What to produce: Write out the passage below on configuring TGT, word for word, between "Now let us start" and "at boot time.", inclusive.

Extract provided:
════════════════════
Now let us start the configuration of TGT on the server. There are two ways to do this. We will use the tool tgtadm to submit our commands one by one. Alternatively, there is also tgt-admin which is a Perl script that translates a configuration (typically stored in /etc/tgt/target.conf) into calls to tgtadm which makes it easier to re-create a configuration at boot time.
The target daemon itself is started by systemctl at boot time and is both listening on port 3260 on all interfaces and on a Unix domain socket in /var/run/tgt/. This socket is called the control port and used by the tgtadm tool to talk to the daemon.
TGT is able to use different drivers to send and receive SCSI commands. In addition to iSCSI, the second protocol currently supported is iSER which is a transport protocol for SCSI using remote direct memory access (RDMA). So most tgtadm commands start with the switch –lld iscsi to select the iSCSI driver. Next, there is typically a switch that indicates the type of object that the command operates on, plus some operation like new, delete and so forth. To see this in action, let us first create a new target and then list all existing targets on the server.
════════════════════
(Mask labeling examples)
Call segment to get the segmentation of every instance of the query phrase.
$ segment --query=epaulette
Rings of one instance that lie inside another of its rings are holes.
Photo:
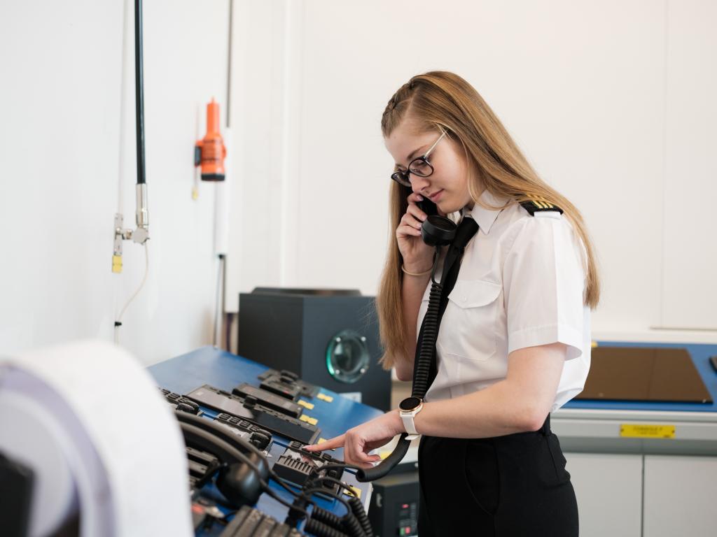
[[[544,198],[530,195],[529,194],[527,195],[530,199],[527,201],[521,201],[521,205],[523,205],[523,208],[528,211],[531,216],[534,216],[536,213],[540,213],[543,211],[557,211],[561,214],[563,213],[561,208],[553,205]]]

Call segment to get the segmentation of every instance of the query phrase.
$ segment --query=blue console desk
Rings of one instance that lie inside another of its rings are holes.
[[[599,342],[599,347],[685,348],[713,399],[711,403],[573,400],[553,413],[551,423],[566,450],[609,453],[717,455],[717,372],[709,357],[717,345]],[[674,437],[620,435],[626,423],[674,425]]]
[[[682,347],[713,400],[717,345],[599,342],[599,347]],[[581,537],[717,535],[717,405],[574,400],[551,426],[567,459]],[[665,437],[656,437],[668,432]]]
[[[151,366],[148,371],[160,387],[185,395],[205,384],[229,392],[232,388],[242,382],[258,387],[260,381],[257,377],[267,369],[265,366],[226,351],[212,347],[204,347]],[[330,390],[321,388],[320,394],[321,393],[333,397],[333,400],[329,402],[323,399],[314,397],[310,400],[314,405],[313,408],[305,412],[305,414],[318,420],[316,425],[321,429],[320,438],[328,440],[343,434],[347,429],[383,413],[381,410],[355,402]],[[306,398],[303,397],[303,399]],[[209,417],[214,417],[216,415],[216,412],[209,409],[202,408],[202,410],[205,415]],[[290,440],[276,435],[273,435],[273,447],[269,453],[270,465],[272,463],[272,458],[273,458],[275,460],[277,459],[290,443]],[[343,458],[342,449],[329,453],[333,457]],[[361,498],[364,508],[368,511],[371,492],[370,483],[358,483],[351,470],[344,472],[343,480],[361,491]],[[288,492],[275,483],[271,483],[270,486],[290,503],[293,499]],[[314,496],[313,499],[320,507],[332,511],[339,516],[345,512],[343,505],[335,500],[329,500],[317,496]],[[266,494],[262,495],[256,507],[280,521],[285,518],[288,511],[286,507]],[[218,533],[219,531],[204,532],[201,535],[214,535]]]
════════════════════
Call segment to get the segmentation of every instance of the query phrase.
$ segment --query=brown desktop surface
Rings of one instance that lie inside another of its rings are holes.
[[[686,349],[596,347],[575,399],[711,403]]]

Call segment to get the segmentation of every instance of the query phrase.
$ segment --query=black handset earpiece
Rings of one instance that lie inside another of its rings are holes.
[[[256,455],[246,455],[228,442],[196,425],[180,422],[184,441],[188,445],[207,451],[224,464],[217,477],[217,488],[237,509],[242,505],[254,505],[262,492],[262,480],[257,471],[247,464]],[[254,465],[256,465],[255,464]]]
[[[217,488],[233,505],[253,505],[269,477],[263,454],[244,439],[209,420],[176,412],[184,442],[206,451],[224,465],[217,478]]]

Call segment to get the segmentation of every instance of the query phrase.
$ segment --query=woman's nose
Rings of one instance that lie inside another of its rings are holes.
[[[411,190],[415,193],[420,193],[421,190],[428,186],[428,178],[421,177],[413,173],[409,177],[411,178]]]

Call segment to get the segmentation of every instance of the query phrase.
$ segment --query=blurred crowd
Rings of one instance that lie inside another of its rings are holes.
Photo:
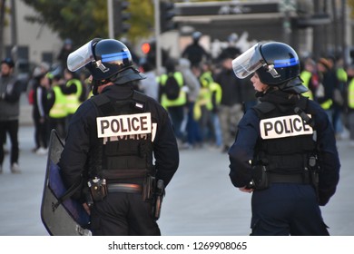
════════════════════
Answer to this problem:
Now let us start the configuration of TGT on the server. There are two ways to do this. We will use the tool tgtadm to submit our commands one by one. Alternatively, there is also tgt-admin which is a Perl script that translates a configuration (typically stored in /etc/tgt/target.conf) into calls to tgtadm which makes it easier to re-create a configuration at boot time.